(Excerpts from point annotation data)
■ ■ ■

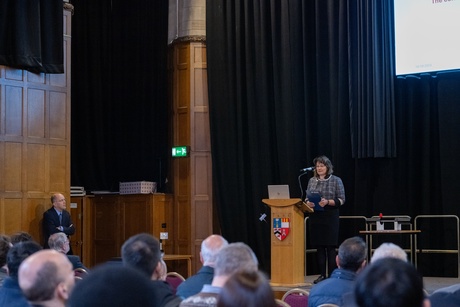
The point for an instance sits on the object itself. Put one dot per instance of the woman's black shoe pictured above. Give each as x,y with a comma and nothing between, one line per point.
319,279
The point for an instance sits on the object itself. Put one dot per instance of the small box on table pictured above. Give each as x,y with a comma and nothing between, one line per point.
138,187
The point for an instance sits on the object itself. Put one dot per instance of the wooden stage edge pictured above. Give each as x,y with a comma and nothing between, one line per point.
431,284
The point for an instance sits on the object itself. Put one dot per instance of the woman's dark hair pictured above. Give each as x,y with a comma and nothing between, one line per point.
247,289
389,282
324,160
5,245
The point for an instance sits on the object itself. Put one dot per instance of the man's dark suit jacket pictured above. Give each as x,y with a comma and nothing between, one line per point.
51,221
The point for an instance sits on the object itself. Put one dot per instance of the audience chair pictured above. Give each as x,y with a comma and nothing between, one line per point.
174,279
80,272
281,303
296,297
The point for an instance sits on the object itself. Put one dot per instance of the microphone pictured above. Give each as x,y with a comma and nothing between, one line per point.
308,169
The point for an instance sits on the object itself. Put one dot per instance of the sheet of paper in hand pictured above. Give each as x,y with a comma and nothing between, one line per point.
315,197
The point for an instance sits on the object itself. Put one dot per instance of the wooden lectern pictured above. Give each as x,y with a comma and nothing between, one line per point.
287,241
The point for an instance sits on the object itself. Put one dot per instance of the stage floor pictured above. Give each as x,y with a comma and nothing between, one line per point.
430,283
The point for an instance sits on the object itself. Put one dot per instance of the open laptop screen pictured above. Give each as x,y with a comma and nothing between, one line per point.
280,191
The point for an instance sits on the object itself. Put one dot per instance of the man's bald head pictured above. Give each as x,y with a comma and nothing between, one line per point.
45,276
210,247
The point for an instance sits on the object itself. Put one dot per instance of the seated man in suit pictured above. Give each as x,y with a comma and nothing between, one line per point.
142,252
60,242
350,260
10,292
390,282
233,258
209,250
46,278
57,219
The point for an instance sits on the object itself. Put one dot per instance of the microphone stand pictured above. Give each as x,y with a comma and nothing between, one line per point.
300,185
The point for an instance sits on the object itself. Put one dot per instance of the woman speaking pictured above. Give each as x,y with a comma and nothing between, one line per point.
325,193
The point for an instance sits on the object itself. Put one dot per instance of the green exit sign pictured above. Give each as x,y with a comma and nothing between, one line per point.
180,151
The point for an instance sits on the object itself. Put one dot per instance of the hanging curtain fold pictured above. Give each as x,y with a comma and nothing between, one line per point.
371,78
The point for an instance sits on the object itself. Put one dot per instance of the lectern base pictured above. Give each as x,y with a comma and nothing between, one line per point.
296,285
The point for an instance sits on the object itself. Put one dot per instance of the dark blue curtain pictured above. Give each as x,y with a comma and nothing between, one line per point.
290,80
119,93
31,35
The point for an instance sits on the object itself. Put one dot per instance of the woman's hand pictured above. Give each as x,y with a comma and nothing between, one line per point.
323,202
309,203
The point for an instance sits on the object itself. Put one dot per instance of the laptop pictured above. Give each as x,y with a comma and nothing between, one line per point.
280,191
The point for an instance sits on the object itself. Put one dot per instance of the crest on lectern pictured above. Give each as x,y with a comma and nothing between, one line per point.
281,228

■ ■ ■

*The exercise*
Repeat the material above in full and unchanged, minus its images.

*Exercise response*
The point for an instance sits on the object itself. Put one dot per instance of the woman's black shoe pictured above. Give each as x,y with a comma and nothing between, one line per point.
319,279
The point for an instance sits on the object itself. Put one dot per instance of the small box on table pictured above. Give each as x,y with a comma and nothing between, one line per point.
138,187
The point for an instance sits on the object itself. Put one dot per instance of the wooden stage edge pictured above. Give each as x,y with a comma and nothing between, one line per point.
431,284
The point for an instance sits on the object itself. Put one dot per instance of the woman's dark hair pictured above. Give each as x,y with a comma and nothing between, one line per point.
247,289
389,282
324,160
5,245
The point for an instance sits on the object itself. Put one dot per instance of the man's dark suit jacket pictured above. Give each as x,y with a comma and nothing between, one line per point.
51,221
The point for an instance sits on the object itself. Put one dot per instance of the audience chair pictured above. Give each as x,y with a comma and nothing between, one line per point.
174,279
80,272
281,303
296,297
The point for an instance sits on the object itself. Put one dot per instance of the microphone pictured above. Give each as x,y with a comma and nothing between, one line per point.
308,169
The point for an instance sits on the object itself. Put one dot per instance of the sheet of paper in hand pictured above. Give each as x,y with a comma and nothing between, one line per point.
315,197
The point for an instance sits on the object itself. Put one dot per instance of the wooden lectern pictured above. Give each as x,y with a comma and nothing between, one line per point.
287,241
The point for an instance sits on the object itself. Put one dot per instance of the stage floor pictured above. Give each as x,y with a comma and nothing between, one line per point.
430,283
The point for an instance sits on the object itself. Put one dot per instance of the open laptop screen pictured above. Give each as x,y with a comma and nothing between, one line per point.
280,191
The point for an instance sits on the object itself. Put one dot per instance of the man's bald head pictured above. Give each as x,y with a comma and nothing between, one line per point.
45,276
210,247
The point for an instance sits on the object itself. Put one dot per instance of the seated man in suit pictured above. Give each as x,y with a comma and nothing between, one line per point.
142,252
60,242
350,260
10,292
390,282
233,258
209,250
46,278
57,219
The point for an instance sits on the object itself. Put one dot per instance of the microphone stand pictured above. Give each as x,y with a comma and nothing between, one line per point.
300,185
The point for an instance sits on the object itself. Put one dot per instance of the woman speaking pictured above. Give each as x,y with a comma and nothing between, one line per point.
325,193
The point for an instance sits on the object itself. Put one dot per instance of the green exit sign pictured above. Give each as x,y with a comma and nothing between, one line per point.
180,151
The point for an instance sits on the object itself. Put one dot per instance of the hanging curtain fold pictured above. Give each as x,y with a comma and nothing between, one line per point.
371,78
The point for an instance sits on the object itself. Put one dot per instance of the lectern base pictured above. Give each as x,y with a comma and nothing between, one line per point.
296,285
The point for an instance sits on the object itself. Put one dot per instance of the dark blue curtain pictured above. Give each as x,y with a comma and nothing between, one line per point.
290,80
119,93
31,35
The point for an instance sits on the object itself. Put one dot per instance of the woman's hand pictured above. Give each as x,y with a comma and nothing between, one line per point.
323,202
309,203
The point for an instance sits on the object itself. Put one dot per instance of the laptop pictured above. Give each as x,y with a comma and nothing between, one line per point.
280,191
The point for an instance sits on the object itself. Put one dot per instance of the crest on lectern pictured above. Give each as x,y with a comma and nothing between, one line per point.
281,228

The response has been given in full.